(Location annotation dataset excerpts)

## BEGIN

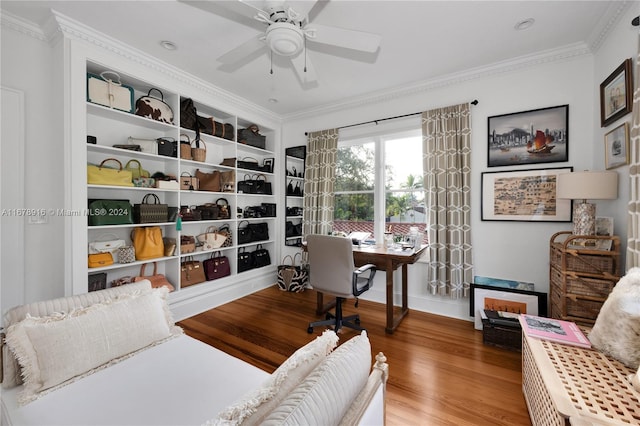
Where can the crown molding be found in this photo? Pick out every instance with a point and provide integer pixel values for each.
(511, 65)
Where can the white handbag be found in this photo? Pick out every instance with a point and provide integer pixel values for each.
(150, 146)
(109, 92)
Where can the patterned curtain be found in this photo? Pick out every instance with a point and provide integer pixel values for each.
(446, 147)
(319, 181)
(633, 225)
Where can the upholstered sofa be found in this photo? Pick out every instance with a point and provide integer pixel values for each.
(115, 357)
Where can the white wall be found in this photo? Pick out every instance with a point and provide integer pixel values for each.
(510, 250)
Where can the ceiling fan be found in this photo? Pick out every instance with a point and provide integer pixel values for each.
(287, 32)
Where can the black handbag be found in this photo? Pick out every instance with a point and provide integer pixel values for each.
(260, 257)
(244, 260)
(259, 231)
(167, 147)
(244, 233)
(154, 108)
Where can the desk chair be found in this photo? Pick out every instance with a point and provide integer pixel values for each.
(332, 271)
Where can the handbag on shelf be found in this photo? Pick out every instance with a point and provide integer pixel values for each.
(147, 242)
(208, 181)
(226, 231)
(251, 136)
(148, 146)
(187, 244)
(217, 266)
(157, 280)
(135, 167)
(199, 153)
(109, 92)
(98, 260)
(126, 254)
(188, 114)
(191, 272)
(185, 147)
(260, 257)
(148, 212)
(167, 147)
(259, 231)
(244, 233)
(154, 108)
(244, 260)
(292, 277)
(102, 175)
(189, 182)
(224, 210)
(188, 214)
(110, 212)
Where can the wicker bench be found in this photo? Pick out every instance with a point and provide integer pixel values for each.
(568, 385)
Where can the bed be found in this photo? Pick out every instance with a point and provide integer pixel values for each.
(99, 370)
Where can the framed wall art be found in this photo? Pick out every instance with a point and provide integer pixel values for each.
(616, 94)
(505, 299)
(616, 147)
(524, 195)
(529, 137)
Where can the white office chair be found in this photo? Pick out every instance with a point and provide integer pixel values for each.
(332, 271)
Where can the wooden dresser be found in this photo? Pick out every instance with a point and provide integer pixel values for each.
(568, 385)
(581, 278)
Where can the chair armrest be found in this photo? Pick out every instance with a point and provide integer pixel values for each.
(357, 291)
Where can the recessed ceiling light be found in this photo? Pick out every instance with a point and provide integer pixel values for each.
(524, 24)
(168, 45)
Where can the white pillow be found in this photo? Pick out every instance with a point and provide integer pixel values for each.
(54, 349)
(326, 394)
(257, 404)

## END

### AIM OF THE TASK
Your answer should consist only of the lines from the one with "Where can the framed" through the end of the data above, reproduced exactly.

### ANSWER TO THE TASK
Where can the framed wall art be found in this photo? Pick out every instance with a point and provide integer pixel values for each.
(616, 94)
(505, 299)
(616, 147)
(524, 195)
(529, 137)
Where can the white office chair be found in this photo? Pick out every instance with a point and provide integer pixel values for each.
(332, 271)
Where can the wooden dresser be found in this photo? Pick out every instance with a point and provide integer pixel values for each.
(568, 385)
(581, 278)
Where can the chair armrest be found in this photo? Pick out every instance with a point and provide integer pixel values for each.
(357, 291)
Where can the recessed ceiling light be found in this photo? Pick out every instance with a point and provide integer pixel values for each.
(524, 24)
(168, 45)
Where can the white pillow be found in this photo? Pick out every instance with a point and provide integer pixel values for each.
(54, 349)
(326, 394)
(257, 404)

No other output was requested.